*** Supplied data ***
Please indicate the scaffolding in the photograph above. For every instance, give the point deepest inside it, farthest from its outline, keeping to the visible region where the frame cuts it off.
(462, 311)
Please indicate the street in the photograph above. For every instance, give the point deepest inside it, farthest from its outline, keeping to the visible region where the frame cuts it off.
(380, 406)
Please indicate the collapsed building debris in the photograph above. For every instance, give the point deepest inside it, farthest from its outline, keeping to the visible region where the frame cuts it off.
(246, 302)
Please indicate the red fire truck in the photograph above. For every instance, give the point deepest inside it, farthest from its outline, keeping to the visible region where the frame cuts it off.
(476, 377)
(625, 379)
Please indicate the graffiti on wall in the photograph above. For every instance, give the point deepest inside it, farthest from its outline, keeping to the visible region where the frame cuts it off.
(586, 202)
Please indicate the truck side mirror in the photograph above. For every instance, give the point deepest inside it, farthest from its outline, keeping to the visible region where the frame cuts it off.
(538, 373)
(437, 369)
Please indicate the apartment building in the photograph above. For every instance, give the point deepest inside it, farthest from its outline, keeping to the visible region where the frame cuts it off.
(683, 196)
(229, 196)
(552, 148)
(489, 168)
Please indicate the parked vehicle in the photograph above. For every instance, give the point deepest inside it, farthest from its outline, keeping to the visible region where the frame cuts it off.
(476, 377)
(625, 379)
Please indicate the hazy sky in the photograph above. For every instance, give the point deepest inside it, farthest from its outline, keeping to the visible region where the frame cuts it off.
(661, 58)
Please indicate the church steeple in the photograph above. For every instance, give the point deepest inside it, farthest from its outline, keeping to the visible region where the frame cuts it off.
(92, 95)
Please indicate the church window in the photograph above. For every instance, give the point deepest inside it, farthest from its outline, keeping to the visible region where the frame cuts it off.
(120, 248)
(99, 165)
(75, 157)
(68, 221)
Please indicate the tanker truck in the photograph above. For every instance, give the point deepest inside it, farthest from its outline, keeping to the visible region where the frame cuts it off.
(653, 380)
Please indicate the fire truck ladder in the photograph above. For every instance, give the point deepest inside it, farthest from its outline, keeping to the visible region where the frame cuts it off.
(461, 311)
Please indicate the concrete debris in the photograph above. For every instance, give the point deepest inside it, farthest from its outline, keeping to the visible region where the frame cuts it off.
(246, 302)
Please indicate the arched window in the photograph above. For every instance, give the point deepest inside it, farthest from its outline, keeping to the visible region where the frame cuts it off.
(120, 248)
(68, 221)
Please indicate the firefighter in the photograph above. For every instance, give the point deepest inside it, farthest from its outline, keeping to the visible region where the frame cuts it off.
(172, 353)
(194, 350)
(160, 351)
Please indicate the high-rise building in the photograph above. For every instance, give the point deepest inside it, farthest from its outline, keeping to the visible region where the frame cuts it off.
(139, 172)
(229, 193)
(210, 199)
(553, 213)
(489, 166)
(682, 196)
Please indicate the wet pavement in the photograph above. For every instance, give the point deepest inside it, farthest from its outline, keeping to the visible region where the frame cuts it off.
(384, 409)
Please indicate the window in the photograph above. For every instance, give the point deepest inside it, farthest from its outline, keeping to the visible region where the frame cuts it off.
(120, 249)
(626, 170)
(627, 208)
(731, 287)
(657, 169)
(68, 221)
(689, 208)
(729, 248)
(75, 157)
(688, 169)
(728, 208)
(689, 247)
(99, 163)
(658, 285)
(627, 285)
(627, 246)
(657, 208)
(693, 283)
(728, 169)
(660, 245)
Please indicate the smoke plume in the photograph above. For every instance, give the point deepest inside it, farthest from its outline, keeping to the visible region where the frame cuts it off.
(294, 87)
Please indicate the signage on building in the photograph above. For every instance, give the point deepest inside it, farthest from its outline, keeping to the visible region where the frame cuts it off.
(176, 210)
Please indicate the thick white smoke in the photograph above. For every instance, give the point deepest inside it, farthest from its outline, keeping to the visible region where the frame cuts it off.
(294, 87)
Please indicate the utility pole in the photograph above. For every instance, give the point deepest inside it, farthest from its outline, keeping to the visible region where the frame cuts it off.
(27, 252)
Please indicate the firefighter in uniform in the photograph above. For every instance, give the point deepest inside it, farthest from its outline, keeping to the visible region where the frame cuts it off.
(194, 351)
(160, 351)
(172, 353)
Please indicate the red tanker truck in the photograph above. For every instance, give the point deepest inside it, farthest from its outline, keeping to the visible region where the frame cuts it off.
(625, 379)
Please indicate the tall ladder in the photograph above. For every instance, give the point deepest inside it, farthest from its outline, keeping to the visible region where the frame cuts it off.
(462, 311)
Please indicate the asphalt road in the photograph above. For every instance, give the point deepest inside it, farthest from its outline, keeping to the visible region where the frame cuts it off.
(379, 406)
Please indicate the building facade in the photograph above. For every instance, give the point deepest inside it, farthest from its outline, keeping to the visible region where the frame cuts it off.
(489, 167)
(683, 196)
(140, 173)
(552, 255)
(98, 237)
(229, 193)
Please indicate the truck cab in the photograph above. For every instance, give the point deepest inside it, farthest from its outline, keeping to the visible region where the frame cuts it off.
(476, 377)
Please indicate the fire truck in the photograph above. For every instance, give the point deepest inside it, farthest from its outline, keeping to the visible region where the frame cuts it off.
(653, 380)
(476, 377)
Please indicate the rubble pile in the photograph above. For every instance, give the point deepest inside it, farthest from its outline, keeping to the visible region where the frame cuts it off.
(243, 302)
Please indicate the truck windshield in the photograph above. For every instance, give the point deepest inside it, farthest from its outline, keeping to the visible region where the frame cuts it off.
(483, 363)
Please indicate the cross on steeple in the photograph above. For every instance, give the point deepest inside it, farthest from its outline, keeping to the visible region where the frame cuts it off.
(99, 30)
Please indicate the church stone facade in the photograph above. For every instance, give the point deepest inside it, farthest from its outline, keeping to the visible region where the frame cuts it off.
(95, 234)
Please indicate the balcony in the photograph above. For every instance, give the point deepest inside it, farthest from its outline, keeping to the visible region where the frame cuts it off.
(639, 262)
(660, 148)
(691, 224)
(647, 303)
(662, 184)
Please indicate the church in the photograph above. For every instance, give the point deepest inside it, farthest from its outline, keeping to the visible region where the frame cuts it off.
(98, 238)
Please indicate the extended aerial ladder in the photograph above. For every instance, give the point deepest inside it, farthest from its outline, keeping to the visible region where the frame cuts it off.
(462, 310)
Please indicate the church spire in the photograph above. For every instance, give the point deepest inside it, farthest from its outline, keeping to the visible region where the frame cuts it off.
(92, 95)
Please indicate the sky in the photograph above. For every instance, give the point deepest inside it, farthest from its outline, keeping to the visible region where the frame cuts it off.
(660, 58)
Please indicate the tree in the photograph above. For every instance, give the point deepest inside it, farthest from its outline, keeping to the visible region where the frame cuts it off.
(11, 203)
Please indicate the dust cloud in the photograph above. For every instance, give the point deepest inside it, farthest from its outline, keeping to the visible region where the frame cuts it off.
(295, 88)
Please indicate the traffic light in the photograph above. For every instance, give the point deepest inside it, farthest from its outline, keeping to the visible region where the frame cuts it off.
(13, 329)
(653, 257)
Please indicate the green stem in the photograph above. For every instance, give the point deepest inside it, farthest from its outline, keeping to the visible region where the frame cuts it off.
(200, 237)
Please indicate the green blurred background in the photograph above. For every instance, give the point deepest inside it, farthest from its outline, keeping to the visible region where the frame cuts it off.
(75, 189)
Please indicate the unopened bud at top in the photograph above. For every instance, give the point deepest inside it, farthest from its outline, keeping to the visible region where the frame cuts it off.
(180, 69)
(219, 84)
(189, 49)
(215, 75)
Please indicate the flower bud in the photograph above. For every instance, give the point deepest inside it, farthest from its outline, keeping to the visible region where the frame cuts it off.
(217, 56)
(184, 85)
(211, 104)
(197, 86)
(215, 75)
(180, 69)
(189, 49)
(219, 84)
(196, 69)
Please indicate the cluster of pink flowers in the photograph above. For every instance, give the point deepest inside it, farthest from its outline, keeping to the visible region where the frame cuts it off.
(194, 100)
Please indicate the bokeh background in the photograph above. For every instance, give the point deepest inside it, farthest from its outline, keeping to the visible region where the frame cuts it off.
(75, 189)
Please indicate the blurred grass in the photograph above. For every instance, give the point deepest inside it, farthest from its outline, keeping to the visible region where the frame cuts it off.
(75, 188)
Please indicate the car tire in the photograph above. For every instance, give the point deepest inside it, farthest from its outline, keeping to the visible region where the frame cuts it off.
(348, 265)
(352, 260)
*** End of Supplied data ***
> [Problem statement] What are the lines from the one with "Please indicate the blurred" through the end of the entries? Give them again exactly, both end lines included.

> [Exercise result]
Please indicate the blurred grass in the photograph above. For every instance, give the point deepest inside it, farthest from its outline, keeping to the visible region where the frame cuts it off.
(75, 188)
Please indicate the car tire in the photograph above. For every instance, give the point deepest inside it, farthest from its outline, keeping to the visible region where the frame cuts it off.
(348, 265)
(352, 260)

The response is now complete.